» Activity: Could you write the next part of the piece on corporate capitalism and climate change, picking up after its final sentence?

» Text block:
□ □ □

The state mechanisms under corporate capitalism (bureaucracy, parliament, judges and uniformed forces) have two main functions – to use carrot and stick to suppress unrest, and to help corporations to increase their profits. Most state agencies specialise in one job, but support the other as well. Climate change in particular, and some of  the general environmental crisis, can reduce profits – more acidic oceans kill off fish stocks, droughts dry up water resources for cotton and rice-growing, and so on. But exploiting the resources of the earth is also central to profit-making. Mining, corporate agriculture, livestock and fishing, the generation of energy to power and transport manufacture and the transfer of goods and other large-scale economic activity are all ultimately based on the use of labour to increasingly turn the earth into profitable commodities. And driving this is the financial sector funding all these activities.

So governments and corporations are caught in a dilemma – how to ensure profits while not undermining the whole basis of future economic activity. By their very nature corporations sacrifice the future for now – profits must be continually created to survive, thrive and compete. Governments are supposed to take a longer-term view to look after the wider business interests – but more-and-more they are captured by the most short-sighted and greedy extractive corporations, or those whose very sales feed permanent war and the threat of wider global war – such as the fossil-fuel sector and the military-industrial complex. Not only excessive carbon emissions from their planes, warships and tanks, but wars fought to capture oil and gas reserves for further profits.

One possible way out of the dilemma of climate change is greatly increasing the use of renewables to clean up part of the economic cycle. But this development is repeatedly held-up by corporate lobbies who profit by non-renewable energy generation – and by industries pretending to be more renewable, such as nuclear power and so-called ‘clean coal’. Governments are also heavily under the influence of these lobbies and are increasingly failing to meet even the weak targets they have collectively set to hold off excessive global warming.

This graph shows that between 2013 and 2018: (1) the total energy consumed globally (TFEC) increased by 7% –fair enough, lots of people in developing countries need better access to affordable energy; (2) the energy produced from renewable sources increased by 21% – sounds good until you realise that this represents only 28% of the increase in TFEC, and that renewables still provide only 11% of the total; the other 72% of increase were produced mainly from fossil fuels.[1]

Renewables must replace, not just work alongside fossil fuels – and they aren’t doing it fast enough. Late capitalism is killing the goose, and we and the earth are the golden egg. Only the mobilisation of the people, leading to nationalising these industries will stop these energy parasites.

□ □ □

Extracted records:
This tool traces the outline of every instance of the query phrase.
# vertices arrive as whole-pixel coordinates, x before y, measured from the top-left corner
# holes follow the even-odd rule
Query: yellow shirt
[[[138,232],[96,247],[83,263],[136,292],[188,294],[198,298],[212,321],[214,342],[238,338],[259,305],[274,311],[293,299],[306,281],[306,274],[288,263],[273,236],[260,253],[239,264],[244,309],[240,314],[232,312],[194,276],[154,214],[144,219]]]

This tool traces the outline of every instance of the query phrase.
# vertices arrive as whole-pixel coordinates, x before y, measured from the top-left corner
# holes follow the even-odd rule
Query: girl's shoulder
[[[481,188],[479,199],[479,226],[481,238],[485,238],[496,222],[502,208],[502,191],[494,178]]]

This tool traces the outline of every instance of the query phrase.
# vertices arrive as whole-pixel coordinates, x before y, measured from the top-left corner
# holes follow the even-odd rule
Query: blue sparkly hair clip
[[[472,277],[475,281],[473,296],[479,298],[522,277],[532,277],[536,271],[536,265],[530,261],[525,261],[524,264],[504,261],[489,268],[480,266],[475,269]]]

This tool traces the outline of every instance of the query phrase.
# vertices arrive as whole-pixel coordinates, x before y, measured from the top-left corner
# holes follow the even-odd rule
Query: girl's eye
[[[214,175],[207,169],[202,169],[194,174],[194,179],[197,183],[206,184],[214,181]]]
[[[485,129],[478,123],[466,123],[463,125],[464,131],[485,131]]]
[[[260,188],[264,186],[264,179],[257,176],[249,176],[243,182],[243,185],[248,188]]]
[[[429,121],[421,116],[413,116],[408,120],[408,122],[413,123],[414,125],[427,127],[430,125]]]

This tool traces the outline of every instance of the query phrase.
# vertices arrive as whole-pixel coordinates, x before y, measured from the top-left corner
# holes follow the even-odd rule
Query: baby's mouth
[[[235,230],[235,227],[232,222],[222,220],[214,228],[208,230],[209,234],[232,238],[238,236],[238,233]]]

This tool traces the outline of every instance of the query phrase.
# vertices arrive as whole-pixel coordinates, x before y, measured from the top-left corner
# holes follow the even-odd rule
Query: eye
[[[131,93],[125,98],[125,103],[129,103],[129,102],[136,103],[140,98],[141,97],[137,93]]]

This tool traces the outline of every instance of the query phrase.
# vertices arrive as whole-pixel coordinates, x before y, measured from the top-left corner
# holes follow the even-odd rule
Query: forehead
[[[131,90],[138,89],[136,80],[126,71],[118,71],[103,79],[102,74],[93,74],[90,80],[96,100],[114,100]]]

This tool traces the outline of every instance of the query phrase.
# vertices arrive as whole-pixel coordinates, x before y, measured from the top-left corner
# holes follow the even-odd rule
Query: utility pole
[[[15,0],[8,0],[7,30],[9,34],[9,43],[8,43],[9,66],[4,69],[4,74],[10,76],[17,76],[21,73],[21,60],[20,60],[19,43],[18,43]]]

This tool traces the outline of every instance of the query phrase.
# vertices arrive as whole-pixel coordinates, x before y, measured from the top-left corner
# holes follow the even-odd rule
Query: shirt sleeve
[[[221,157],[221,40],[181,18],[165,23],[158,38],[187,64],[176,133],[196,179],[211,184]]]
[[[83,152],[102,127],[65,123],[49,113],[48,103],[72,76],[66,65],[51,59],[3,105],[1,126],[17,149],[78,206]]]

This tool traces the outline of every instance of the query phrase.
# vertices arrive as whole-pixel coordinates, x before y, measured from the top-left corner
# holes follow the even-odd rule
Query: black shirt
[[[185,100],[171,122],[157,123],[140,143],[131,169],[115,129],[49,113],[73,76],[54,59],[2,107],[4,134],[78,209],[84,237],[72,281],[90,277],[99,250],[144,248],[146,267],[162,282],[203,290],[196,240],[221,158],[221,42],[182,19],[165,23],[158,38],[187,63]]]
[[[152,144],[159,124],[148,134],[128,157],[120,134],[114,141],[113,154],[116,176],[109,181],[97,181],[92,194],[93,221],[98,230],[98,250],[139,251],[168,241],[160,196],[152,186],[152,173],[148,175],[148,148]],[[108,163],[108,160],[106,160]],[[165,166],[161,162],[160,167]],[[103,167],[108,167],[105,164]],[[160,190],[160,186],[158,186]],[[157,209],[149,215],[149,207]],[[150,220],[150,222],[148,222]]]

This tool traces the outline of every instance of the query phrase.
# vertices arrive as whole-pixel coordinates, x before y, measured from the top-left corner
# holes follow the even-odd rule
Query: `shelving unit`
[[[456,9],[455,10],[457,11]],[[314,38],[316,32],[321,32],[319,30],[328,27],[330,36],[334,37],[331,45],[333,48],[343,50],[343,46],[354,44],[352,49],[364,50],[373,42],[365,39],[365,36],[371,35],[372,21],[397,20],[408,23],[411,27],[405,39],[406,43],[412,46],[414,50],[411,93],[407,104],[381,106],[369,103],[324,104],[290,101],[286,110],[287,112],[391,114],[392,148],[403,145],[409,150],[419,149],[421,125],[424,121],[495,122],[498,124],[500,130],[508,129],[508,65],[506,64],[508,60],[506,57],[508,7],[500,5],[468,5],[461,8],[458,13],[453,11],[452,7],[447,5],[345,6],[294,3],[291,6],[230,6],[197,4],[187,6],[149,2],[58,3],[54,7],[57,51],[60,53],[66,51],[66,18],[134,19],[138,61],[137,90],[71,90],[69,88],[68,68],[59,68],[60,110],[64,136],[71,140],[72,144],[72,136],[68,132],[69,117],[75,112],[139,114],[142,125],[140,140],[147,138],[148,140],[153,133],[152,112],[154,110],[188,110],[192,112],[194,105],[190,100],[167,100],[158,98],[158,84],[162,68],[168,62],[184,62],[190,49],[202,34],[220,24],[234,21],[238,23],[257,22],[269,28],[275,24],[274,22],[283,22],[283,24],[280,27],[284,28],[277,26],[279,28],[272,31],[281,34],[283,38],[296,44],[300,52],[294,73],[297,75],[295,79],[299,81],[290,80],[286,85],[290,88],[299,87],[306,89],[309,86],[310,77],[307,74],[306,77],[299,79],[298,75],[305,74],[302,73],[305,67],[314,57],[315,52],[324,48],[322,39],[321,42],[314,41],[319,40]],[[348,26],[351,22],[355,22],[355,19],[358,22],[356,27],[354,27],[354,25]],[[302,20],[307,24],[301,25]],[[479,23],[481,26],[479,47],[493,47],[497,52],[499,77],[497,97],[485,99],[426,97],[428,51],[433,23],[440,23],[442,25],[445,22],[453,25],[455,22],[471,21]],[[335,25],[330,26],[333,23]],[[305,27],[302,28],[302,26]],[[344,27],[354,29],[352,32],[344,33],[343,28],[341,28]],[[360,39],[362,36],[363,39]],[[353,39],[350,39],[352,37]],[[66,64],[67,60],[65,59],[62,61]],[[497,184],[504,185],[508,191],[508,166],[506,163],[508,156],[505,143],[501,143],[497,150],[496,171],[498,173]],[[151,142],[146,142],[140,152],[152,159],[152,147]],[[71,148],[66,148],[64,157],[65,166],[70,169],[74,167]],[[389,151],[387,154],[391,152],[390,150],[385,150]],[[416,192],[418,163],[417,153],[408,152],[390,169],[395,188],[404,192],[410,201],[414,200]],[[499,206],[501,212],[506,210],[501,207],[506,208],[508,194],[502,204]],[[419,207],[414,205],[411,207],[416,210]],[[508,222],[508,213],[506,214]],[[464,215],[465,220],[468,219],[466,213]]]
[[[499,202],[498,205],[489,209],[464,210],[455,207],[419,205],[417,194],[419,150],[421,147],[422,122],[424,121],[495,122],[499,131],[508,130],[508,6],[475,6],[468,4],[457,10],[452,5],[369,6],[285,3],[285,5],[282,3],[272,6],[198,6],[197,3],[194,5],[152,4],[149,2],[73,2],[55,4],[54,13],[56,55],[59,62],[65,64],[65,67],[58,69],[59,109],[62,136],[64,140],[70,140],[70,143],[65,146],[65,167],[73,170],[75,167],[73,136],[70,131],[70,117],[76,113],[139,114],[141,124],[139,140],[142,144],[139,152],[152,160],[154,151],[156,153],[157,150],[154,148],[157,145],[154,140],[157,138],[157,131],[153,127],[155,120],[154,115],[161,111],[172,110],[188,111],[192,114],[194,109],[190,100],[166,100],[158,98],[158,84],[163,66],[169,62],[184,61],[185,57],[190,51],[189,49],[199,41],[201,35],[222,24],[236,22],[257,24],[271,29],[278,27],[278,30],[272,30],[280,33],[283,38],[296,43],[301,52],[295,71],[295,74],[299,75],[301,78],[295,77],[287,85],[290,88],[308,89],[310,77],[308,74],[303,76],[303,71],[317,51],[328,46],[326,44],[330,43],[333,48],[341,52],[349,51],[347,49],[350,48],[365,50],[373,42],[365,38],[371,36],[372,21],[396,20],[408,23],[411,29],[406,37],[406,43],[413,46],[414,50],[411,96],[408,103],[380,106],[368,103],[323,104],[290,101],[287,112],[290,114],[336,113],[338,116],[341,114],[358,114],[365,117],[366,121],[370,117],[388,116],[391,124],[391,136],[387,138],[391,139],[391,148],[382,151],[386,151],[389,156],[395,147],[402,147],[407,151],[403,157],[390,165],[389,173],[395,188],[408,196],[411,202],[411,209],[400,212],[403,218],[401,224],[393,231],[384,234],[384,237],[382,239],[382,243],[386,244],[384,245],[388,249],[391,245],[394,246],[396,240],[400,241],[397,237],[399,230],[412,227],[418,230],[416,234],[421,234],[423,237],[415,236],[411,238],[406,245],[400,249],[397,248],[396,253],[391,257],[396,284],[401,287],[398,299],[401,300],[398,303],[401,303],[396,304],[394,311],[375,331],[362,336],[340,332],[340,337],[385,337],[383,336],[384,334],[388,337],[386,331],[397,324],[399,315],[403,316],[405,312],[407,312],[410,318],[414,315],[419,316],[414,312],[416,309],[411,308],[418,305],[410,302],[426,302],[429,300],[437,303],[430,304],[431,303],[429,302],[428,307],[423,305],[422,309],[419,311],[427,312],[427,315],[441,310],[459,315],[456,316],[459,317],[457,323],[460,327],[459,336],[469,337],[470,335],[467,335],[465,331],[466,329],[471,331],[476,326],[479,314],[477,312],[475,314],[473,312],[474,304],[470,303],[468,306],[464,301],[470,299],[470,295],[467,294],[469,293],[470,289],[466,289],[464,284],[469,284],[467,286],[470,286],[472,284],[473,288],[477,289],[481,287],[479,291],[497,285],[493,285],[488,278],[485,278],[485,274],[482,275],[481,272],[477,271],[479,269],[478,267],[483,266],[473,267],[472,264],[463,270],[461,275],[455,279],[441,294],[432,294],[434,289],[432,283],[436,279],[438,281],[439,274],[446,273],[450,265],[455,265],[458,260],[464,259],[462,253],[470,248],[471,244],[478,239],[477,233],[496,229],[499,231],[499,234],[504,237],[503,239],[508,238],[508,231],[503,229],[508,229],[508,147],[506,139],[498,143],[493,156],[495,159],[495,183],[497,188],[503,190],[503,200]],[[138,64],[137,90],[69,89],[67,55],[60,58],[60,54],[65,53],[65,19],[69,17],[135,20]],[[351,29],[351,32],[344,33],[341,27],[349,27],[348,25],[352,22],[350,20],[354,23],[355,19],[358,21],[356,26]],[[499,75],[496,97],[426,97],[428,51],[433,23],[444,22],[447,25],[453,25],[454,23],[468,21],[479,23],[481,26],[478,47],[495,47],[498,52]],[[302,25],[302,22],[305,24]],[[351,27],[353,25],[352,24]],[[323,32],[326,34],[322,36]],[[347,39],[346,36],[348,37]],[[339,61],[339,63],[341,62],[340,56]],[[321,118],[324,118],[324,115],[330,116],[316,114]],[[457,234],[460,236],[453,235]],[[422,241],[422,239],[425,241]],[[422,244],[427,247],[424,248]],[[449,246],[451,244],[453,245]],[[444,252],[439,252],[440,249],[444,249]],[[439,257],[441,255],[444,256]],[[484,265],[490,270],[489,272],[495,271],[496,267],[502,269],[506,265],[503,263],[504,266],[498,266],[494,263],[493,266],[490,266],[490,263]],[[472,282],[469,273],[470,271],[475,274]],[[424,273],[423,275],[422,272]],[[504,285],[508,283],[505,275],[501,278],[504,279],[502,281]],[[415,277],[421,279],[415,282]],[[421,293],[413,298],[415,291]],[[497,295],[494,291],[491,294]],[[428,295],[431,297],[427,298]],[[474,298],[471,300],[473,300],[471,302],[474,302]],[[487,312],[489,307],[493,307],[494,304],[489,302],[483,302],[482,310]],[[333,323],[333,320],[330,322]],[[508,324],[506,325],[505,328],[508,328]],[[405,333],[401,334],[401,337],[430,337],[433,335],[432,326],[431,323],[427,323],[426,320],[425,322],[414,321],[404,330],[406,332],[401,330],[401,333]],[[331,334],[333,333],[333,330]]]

□ □ □

» Answer box:
 

Nationalisation of the fossil fuel industry is the only way to ensure a rapid and orderly transition to clean energy!

Whether or not companies subject to nationalisation should be compensated ought to depend on their record of tax discounts for plundering Australia’s resources over the years and their treatment of Australian workers in the process.

Initially, Australia could deal a massive blow to the global climate crisis by the early closing of coal mines and banning the export of coal and gas. Oil and gas production could be wound back to deliver much cheaper domestic supplies rather than the export quantities for foreign corporations to rake in profits.

There should be a national register of workers in the industry with a package of guaranteed income, early retirement, and paid training in new and changing industries for fossil fuel workers leaving the industry. The critical business of dismantling the carbon gas-emitting industries could then proceed in a planned and measured way that protects jobs and communities while simultaneously building up the capacity and resources of clean and sustainable sources of energy.

A better way of life

This means re-purposing Australia’s manufacturing industries to create a clean energy base, investing in education and training, and encouraging workplace and community involvement in the new economy, including supporting and promoting regional, rural and community-based clean energy projects.

A good example of this is the Earthworker cooperative in Morwell which produces high quality solar hot water systems. There are dozens of alternative energy projects across Australia that show the enthusiasm of people for clean and sustainable energy and for finding new ways to benefit their communities.

Along with support for these initiatives, the very powerful School Strike for Climate movement is mobilising not only the youth but ever wider sections concerned with the future of the planet. Their key demands – No new coal, oil or gas; 100% renewable by 2030; just transition for fossil fuel workers – challenge the cosy status quo between governments and the fossil fuel corporations.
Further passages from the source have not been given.